_TASK INSTRUCTIONS_:
Continue the account of Tsuruoka's stomach cancer treatment from its last sentence.

_EXTRACT TO READ_:
Hiyama was able to remove all of Tsuruoka’s visible tumor
and 28 lymph nodes. After surgery, to try to further reduce
his risk of recurrence, Tsuruoka received three months of
chemotherapy with FOLFOX, a combination of folinic acid,
fluorouracil and oxaliplatin, followed by five weeks of radiation
therapy. Tsuruoka also learned after surgery that his tumor had
elevated levels of the protein HER2.
The targeted therapy Herceptin (trastuzumab) was approved
in 2010 for treatment of certain patients with metastatic stomach
cancer who have elevated HER2. Tsuruoka’s cancer was not
metastatic, but Wainberg recommended that he take Herceptin,
which he did for a year. Herceptin is currently being studied for
use in patients with stage III stomach cancer.
After surgery, Tsuruoka says, he did not feel too bad. About
a week after the gastrectomy, while still in the hospital, he
ordered his first meal of solid food—pancakes, sausage and eggs.
On March 29, 2014, after one cycle of chemotherapy, Tsuruoka
celebrated his 72nd birthday, which had been on March 4, by
accompanying his family and friends to watch the horses race
in the Tokyo City Cup at Santa Anita Park in nearby Arcadia,
California. Going to the track has been a favorite pastime for
Tsuruoka since he was a young man in Japan. “He ate a lot,”
Smith says. Around that time, he also went out with his camera
to do nature photography.
But soon after that, Tsuruoka’s condition began to deteriorate.
He developed dental problems, including teeth that broke in two.
Because he was immunocompromised from chemotherapy, he
was instructed not to get dental work. He had trouble chewing
because of the discomfort, and food smelled different than usual
to him because of the chemotherapy. Before he started treatment, he weighed 151 pounds. At his lowest point, he weighed
97 pounds, underweight for his height of 5 feet 7 inches.
As Tsuruoka got sicker, Smith began to question her role in
helping him pursue such aggressive treatment. “My dad was the
ultimate decision maker, but a lot of times he’d look to me for
guidance,” she says.
Tsuruoka got dental work after finishing chemotherapy and
before starting radiation. But he continued to struggle to eat
and spent much of his time in bed. “He didn’t have the energy to
do photography or the strength to pick up a camera, because his
camera is like 5 pounds,” Smith says. “It was really a bad time
for us. For me, it felt like, ‘Why did we do all this if he’s not able
to enjoy his life?’”
Back to Life
As Tsuruoka’s treatment wound down, he and Smith embarked
on their next challenge: developing a plan for survivorship care.

Stored data
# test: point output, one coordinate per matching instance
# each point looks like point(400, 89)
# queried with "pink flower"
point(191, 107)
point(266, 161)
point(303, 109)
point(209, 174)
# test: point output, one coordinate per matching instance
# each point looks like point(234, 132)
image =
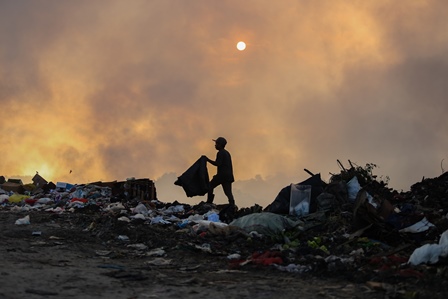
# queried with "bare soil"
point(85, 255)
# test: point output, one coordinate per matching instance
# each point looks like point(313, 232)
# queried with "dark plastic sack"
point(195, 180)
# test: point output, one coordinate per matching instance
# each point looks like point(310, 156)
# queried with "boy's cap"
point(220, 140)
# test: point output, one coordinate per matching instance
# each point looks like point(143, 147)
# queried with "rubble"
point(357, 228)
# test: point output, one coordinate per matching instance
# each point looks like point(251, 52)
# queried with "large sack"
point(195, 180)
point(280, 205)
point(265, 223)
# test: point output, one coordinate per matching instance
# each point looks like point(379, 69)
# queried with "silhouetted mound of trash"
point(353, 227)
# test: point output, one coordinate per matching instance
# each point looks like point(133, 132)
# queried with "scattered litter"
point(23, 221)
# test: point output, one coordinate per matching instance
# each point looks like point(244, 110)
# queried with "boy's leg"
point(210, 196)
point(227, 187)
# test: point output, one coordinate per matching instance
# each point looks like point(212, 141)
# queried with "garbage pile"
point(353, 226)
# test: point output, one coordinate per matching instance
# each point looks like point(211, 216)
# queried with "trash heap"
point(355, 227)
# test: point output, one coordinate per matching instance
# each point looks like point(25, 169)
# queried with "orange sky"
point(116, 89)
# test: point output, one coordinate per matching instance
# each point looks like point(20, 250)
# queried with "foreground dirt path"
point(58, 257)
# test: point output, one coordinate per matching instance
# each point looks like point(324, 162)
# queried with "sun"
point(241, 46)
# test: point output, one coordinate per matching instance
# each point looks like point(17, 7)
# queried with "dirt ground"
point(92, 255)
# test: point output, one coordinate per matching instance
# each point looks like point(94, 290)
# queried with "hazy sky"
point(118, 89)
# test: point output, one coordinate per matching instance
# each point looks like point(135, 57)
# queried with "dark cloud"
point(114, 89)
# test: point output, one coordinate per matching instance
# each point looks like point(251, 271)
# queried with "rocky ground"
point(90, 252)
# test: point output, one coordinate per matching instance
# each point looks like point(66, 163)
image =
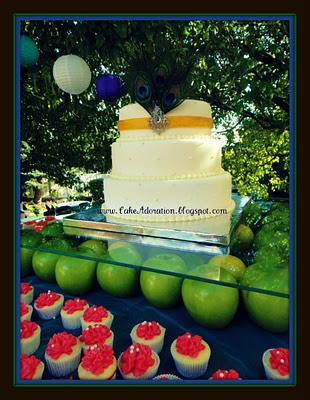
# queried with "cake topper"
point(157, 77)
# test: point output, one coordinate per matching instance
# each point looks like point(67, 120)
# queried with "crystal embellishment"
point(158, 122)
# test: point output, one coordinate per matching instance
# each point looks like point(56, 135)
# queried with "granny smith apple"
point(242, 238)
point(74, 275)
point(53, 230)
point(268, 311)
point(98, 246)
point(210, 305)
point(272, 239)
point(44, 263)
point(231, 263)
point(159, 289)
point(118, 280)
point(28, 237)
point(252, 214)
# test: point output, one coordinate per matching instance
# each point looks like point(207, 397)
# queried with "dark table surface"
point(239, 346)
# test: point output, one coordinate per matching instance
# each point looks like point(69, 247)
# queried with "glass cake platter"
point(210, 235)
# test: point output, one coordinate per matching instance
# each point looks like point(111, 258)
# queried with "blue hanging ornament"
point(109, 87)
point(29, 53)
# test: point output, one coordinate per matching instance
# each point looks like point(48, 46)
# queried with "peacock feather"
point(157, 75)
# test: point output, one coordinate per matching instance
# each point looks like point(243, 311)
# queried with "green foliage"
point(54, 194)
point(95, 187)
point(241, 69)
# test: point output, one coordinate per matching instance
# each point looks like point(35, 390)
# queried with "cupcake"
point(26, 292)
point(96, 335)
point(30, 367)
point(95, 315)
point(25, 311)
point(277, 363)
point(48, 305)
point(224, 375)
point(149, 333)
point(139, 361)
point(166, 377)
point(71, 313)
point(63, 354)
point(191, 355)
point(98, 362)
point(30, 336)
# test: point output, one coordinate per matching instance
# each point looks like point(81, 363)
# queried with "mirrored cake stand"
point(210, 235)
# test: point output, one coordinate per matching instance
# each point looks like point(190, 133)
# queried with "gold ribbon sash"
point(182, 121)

_ANSWER_:
As soon as Medicare open enrollment began, Smith’s first step
was to adjust her father’s plan so that Hiyama and Wainberg
were part of his assigned medical group.
Smith and Tsuruoka, with the help of Tsuruoka’s new
primary care doctor, found him a series of specialists to help
manage the long-term side effects of his treatment. Physical
therapy helped Tsuruoka to rebuild muscle he had lost during
his rapid weight loss. At the UCLA Center for East-West
Medicine, Tsuruoka received acupuncture. He also started
seeing a digestive health dietitian at UCLA, Nancee Jaffe, to
help him better adjust to life without a stomach.
Tsuruoka had muscle wasting, Jaffe says, and he needed to
find a way to add more protein to his diet. At first, Jaffe recom-
mended protein shakes, but Tsuruoka did not like them. Once
she learned that he often ate rice for breakfast, she recom-
mended that he add soybean paste and fish on top for added
protein. “If it’s not pleasurable and it doesn’t fit his current
lifestyle, it’s not going to work,” says Jaffe.
Tsuruoka continues to see Jaffe. At one point, his weight
reached 122 pounds, within the normal weight range, although
in late 2017 he started to lose weight again, for reasons he and
his medical team are investigating.
Tsuruoka receives periodic CT scans and endoscopies to
monitor for recurrence and continues to visit Wainberg and
Hiyama. “He’s a lucky man in some ways,” says Wainberg. “He’s
got a good attitude, and his family has been obviously very
interested and engaged in helping gastric cancer patients.”
Stomach cancer survivor Shigeo Tsuruoka takes photos at one of his
favorite spots, Friendship Park in San Pedro, California.